▸ WHAT YOU HAVE TO DO: Please restate the listing that follows without changing anything.

▸ DATA EXTRACT:
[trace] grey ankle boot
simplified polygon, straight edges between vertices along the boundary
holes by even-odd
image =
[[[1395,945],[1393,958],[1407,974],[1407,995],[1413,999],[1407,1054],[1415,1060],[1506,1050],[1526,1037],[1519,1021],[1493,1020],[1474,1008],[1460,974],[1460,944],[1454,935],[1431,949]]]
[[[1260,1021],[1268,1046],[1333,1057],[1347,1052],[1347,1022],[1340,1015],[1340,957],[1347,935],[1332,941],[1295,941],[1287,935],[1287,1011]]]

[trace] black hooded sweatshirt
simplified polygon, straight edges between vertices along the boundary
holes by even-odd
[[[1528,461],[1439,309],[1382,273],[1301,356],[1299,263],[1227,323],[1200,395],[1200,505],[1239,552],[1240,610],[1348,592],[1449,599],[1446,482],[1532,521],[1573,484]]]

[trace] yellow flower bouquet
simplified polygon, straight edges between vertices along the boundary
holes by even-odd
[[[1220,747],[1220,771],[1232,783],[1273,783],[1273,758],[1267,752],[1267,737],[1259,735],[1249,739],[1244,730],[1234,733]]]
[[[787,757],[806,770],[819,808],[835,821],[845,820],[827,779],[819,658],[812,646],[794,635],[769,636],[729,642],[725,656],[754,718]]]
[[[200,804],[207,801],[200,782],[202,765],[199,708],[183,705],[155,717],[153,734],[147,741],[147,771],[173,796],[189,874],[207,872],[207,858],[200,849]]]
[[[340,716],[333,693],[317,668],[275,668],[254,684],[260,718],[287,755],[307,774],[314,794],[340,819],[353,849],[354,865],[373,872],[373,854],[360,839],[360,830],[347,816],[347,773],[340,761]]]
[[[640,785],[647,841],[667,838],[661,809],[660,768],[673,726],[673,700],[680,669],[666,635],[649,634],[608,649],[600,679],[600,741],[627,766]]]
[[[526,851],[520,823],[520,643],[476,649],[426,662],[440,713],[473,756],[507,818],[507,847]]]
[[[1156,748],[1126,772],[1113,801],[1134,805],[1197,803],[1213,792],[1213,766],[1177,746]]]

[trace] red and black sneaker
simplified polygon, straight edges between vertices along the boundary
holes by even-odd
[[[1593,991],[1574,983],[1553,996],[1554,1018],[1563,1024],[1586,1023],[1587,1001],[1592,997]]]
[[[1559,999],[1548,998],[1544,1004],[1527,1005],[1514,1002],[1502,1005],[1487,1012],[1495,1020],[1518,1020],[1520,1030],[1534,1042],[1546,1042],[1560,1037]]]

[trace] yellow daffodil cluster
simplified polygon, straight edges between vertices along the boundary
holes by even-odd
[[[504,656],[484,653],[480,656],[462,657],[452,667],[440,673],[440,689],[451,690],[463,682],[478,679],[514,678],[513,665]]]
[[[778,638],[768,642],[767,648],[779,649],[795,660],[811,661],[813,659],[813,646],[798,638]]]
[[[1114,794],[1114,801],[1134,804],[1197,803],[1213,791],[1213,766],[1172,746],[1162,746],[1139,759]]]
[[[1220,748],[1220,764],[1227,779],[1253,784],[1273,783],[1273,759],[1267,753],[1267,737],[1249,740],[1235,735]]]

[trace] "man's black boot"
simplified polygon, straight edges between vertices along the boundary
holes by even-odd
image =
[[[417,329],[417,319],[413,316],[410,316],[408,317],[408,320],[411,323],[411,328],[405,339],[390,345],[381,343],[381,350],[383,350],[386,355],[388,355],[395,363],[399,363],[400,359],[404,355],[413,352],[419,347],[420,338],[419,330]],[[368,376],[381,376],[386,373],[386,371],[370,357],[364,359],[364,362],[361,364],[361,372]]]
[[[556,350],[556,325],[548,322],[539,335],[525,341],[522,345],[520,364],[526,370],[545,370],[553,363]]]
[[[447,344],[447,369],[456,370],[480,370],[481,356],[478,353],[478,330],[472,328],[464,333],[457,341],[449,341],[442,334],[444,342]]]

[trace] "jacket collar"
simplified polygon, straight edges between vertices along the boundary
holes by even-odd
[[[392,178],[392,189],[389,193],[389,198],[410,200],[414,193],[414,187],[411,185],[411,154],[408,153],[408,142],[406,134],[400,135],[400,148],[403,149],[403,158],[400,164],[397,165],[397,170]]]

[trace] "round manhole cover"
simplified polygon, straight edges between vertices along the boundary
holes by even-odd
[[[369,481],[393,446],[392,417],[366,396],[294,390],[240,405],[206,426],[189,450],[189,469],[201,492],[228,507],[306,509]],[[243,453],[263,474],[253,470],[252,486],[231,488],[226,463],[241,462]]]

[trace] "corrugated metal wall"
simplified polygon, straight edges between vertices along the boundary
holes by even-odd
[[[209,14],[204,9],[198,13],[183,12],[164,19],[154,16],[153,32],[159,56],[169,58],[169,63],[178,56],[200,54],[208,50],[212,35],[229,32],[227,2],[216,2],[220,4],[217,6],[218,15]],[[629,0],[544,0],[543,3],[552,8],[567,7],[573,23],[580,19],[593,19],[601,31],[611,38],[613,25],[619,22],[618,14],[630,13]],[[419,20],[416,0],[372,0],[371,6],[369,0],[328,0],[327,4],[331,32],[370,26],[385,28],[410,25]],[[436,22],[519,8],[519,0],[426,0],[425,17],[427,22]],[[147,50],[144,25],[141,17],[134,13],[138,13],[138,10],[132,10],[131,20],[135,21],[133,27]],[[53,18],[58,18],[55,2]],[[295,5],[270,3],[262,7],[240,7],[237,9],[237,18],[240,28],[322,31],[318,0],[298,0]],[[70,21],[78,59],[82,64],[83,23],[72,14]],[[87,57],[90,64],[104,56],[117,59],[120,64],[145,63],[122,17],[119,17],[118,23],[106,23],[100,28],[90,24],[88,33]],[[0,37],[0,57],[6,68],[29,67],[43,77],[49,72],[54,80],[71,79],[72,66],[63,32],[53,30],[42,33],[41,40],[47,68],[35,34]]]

▸ TASK RESULT:
[trace] grey ankle boot
simplified polygon, straight edges between vertices along the boundary
holes by even-odd
image =
[[[1395,945],[1393,958],[1407,974],[1407,995],[1413,999],[1407,1054],[1415,1060],[1506,1050],[1526,1037],[1519,1021],[1493,1020],[1474,1008],[1460,974],[1460,944],[1454,935],[1431,949]]]
[[[1260,1021],[1268,1046],[1333,1057],[1347,1052],[1347,1022],[1340,1015],[1340,957],[1347,935],[1332,941],[1295,941],[1287,935],[1287,1011]]]

[trace] black hooded sweatshirt
simplified polygon, straight edges between vertices along the boundary
holes by even-odd
[[[1528,461],[1439,309],[1382,273],[1301,356],[1299,263],[1227,323],[1200,395],[1200,505],[1239,552],[1240,610],[1348,592],[1449,599],[1446,482],[1532,521],[1573,484]]]

[trace] yellow flower bouquet
simplified polygon, straight edges between vertices along the boundary
holes by even-odd
[[[1220,747],[1220,771],[1232,783],[1273,783],[1273,758],[1267,752],[1267,737],[1259,735],[1249,739],[1244,730],[1234,733]]]
[[[787,757],[806,770],[819,808],[835,821],[845,820],[827,779],[819,658],[812,646],[794,635],[769,636],[729,642],[725,656],[754,718]]]
[[[200,804],[207,801],[200,782],[202,765],[199,708],[183,705],[155,717],[153,734],[147,741],[147,771],[173,796],[189,874],[207,872],[207,858],[200,849]]]
[[[340,716],[333,693],[317,668],[275,668],[254,684],[260,718],[287,755],[307,774],[314,794],[340,819],[353,849],[354,865],[373,872],[373,854],[360,839],[360,830],[347,816],[347,773],[340,761]]]
[[[640,785],[647,841],[667,838],[661,809],[660,768],[673,726],[673,700],[680,669],[666,635],[649,634],[608,649],[600,679],[600,741],[627,766]]]
[[[526,851],[520,823],[520,643],[476,649],[426,662],[440,713],[473,756],[507,818],[507,847]]]
[[[1156,748],[1126,772],[1113,801],[1134,805],[1197,803],[1213,792],[1213,766],[1177,746]]]

[trace] red and black sneaker
simplified polygon, straight edges between vertices along the boundary
holes by even-odd
[[[1593,991],[1574,983],[1553,996],[1554,1018],[1563,1024],[1586,1023],[1587,1001],[1592,997]]]
[[[1559,999],[1548,998],[1544,1004],[1527,1005],[1514,1002],[1502,1005],[1487,1012],[1495,1020],[1518,1020],[1520,1030],[1534,1042],[1546,1042],[1560,1037]]]

[trace] yellow daffodil cluster
simplified polygon, straight edges between vertices along the boundary
holes by even-odd
[[[504,656],[484,653],[480,656],[462,657],[452,667],[440,673],[440,689],[451,690],[463,682],[478,679],[514,678],[513,665]]]
[[[778,638],[768,642],[767,648],[779,649],[795,660],[811,661],[813,659],[813,646],[798,638]]]
[[[1114,794],[1114,801],[1134,804],[1197,803],[1213,791],[1213,766],[1172,746],[1162,746],[1139,759]]]
[[[1220,748],[1220,764],[1227,779],[1253,784],[1273,783],[1273,759],[1267,753],[1267,737],[1249,740],[1235,735]]]

[trace] "man's black boot"
simplified polygon, straight edges between vertices along the boundary
holes by even-odd
image =
[[[417,329],[417,319],[413,316],[410,316],[408,317],[408,320],[411,323],[411,328],[405,339],[390,345],[381,343],[381,350],[383,350],[386,355],[388,355],[395,363],[399,363],[400,359],[404,355],[413,352],[419,347],[420,338],[419,330]],[[368,376],[381,376],[386,373],[386,371],[370,357],[364,359],[364,362],[361,364],[361,372]]]
[[[556,350],[556,325],[548,322],[539,335],[525,341],[522,345],[520,364],[526,370],[545,370],[553,363]]]
[[[447,344],[447,369],[456,370],[480,370],[481,356],[478,353],[478,330],[472,328],[464,333],[457,341],[449,341],[442,334],[444,342]]]

[trace] "jacket collar"
simplified polygon, straight edges between vertices along the boundary
holes by even-odd
[[[392,178],[392,189],[389,193],[389,198],[410,200],[414,193],[414,187],[411,185],[411,154],[408,153],[408,142],[406,134],[400,135],[400,148],[403,149],[403,158],[400,164],[397,165],[397,170]]]

[trace] "round manhole cover"
simplified polygon, straight edges between vertices along the boundary
holes by even-odd
[[[369,481],[393,446],[392,417],[366,396],[294,390],[240,405],[206,426],[189,450],[189,469],[201,492],[228,507],[306,509]],[[243,453],[263,474],[253,470],[252,486],[231,488],[226,463],[241,462]]]

[trace] "corrugated metal wall"
simplified polygon, straight edges between vertices along the boundary
holes by even-odd
[[[209,14],[204,9],[198,13],[183,12],[164,19],[154,16],[153,32],[159,56],[169,58],[169,63],[178,56],[200,54],[208,50],[212,35],[229,32],[227,2],[216,2],[220,4],[217,6],[218,15]],[[629,0],[544,0],[543,3],[552,8],[567,7],[573,23],[580,19],[593,19],[601,31],[611,38],[613,25],[619,22],[618,14],[630,13]],[[419,20],[416,0],[372,0],[371,6],[369,0],[328,0],[327,4],[331,32],[370,26],[385,28],[410,25]],[[436,22],[519,8],[519,0],[426,0],[425,17],[427,22]],[[147,50],[144,25],[141,17],[134,13],[138,13],[138,10],[132,10],[131,20],[135,21],[133,27]],[[53,18],[58,18],[55,2]],[[295,5],[270,3],[262,7],[240,7],[237,9],[237,18],[240,28],[322,31],[318,0],[298,0]],[[70,21],[78,59],[82,64],[83,23],[72,14]],[[87,57],[90,64],[104,56],[117,59],[120,64],[145,63],[122,17],[119,17],[118,23],[106,23],[100,28],[90,24],[88,33]],[[0,37],[0,57],[6,68],[29,67],[43,77],[49,72],[54,80],[71,79],[72,66],[63,32],[53,30],[42,33],[41,40],[47,68],[35,34]]]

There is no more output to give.